##### Data shown
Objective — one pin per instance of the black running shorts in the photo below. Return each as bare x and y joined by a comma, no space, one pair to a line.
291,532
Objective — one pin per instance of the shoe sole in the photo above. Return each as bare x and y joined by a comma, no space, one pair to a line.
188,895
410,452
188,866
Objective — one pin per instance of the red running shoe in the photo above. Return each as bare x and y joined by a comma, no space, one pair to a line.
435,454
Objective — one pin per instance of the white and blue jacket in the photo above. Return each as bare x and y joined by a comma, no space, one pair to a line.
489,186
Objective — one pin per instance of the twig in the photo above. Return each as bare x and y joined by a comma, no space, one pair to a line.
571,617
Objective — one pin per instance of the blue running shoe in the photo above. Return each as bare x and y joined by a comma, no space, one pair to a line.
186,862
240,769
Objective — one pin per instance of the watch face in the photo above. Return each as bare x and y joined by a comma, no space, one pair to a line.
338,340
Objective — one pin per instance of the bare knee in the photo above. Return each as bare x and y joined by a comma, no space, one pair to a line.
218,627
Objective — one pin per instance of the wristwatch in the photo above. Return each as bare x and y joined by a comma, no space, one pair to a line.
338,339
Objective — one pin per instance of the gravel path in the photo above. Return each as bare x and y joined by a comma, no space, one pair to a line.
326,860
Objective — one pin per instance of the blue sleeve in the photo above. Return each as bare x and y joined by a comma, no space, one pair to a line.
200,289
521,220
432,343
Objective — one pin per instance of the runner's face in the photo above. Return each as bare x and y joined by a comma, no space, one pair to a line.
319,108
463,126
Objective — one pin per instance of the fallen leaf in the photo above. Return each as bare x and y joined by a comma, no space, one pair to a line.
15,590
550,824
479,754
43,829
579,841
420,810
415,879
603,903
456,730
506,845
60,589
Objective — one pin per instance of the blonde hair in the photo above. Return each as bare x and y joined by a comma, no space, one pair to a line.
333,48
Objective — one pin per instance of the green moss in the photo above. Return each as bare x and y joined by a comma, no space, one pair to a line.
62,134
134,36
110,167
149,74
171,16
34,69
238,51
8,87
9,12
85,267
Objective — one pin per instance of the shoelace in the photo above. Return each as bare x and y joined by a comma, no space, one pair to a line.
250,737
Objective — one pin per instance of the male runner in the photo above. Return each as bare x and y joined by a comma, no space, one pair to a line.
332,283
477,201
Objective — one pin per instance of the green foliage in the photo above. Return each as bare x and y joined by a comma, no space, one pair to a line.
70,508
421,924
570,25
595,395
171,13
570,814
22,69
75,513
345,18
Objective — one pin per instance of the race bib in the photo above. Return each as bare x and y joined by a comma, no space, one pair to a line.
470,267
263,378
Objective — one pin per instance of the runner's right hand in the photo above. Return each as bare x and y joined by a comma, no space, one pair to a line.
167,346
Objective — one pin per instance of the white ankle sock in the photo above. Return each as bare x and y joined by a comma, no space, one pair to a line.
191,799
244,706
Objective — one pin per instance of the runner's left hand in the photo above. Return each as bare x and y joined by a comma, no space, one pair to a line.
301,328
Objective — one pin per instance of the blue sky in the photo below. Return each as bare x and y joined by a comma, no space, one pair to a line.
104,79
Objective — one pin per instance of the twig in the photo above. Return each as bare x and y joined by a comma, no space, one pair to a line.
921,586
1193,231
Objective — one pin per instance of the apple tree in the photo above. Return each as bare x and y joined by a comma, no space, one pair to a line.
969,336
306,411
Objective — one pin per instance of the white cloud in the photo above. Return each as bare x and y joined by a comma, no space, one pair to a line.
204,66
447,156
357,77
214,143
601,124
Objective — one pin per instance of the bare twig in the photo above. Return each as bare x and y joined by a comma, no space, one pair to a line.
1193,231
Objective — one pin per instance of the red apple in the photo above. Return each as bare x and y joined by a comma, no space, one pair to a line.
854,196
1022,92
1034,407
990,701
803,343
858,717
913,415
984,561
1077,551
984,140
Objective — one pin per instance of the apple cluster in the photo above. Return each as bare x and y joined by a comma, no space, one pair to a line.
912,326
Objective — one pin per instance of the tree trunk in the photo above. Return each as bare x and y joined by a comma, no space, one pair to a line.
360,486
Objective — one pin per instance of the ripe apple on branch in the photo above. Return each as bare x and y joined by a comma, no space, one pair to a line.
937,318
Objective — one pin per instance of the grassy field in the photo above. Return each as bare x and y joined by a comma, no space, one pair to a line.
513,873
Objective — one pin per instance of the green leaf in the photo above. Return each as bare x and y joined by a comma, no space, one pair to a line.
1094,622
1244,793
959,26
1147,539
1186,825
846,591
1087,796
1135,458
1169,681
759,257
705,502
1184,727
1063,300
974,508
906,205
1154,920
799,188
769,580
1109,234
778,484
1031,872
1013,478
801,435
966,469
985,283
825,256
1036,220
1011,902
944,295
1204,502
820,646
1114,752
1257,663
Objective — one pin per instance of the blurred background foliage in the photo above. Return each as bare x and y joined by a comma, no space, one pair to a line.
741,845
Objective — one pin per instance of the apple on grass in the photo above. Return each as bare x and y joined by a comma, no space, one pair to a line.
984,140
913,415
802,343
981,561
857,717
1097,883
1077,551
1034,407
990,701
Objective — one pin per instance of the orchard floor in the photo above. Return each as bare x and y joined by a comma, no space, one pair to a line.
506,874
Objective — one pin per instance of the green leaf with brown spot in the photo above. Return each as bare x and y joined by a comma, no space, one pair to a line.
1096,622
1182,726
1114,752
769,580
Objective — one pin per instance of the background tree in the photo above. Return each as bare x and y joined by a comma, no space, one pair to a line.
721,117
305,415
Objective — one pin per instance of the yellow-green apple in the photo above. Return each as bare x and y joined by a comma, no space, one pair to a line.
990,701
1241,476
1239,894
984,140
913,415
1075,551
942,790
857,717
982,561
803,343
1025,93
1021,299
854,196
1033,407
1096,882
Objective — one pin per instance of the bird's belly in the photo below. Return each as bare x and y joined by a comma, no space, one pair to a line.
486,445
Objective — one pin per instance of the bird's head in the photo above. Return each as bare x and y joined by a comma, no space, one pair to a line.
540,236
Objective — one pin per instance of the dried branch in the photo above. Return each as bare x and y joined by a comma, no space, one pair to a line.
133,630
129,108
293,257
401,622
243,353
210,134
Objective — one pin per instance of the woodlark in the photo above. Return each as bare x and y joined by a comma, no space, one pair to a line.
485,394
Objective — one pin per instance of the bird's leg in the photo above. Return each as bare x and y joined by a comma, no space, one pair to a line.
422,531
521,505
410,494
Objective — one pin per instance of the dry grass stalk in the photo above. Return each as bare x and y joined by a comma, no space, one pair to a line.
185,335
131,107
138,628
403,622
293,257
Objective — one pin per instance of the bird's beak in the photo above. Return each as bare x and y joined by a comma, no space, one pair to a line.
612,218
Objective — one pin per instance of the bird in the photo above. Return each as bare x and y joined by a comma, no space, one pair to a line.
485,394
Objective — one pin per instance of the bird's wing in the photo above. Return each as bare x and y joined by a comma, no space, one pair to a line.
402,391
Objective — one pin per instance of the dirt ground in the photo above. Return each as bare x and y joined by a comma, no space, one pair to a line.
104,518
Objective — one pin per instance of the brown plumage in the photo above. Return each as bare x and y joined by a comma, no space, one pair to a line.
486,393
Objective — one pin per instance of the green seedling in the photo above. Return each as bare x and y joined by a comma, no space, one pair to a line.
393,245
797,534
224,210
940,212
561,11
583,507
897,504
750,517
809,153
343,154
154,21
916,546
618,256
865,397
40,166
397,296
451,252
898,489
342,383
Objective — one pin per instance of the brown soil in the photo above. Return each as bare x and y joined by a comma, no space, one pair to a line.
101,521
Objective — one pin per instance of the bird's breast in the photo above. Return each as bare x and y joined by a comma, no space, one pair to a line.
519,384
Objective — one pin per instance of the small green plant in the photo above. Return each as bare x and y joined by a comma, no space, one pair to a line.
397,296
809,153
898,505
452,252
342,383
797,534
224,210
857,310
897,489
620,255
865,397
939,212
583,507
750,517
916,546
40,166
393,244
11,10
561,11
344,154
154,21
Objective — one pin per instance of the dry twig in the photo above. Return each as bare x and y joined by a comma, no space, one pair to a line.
##########
**Request**
Quote, word for word, every line starting at the one that contains "Objective — one pin per instance of the green seedling" and ending with the final line of the entries.

**The reply**
Objective — one pin per instance of the green seedling in the photo above. Return each as bare x and y joined by a comma, no space, one pair to a line.
393,245
797,534
224,210
940,212
561,11
583,507
897,504
750,517
809,153
343,154
154,21
916,546
618,256
865,397
40,166
397,296
451,252
898,489
342,383
Objective — one pin per instance of the brown soil in the photo above. Return each as bare x and y joined by a comma, no space, one pair to a line.
101,521
Objective — one pin per instance of the bird's breast in the photo above. Return each as bare x and y joined by a comma, no space, one pair to a line.
519,384
Objective — one pin per instance of the small green plant in the photo above. Return each as bare x and y joined by a comma, no space, one pair to a line.
397,296
809,153
898,505
452,252
342,383
797,534
224,210
857,310
897,489
620,255
865,397
939,212
583,507
750,517
916,546
40,166
393,244
11,10
561,11
344,154
154,21
Objective — one pin per instance of the dry twig in the photo above. Return each as bare x and y joined by a comma, no space, one pair to a line.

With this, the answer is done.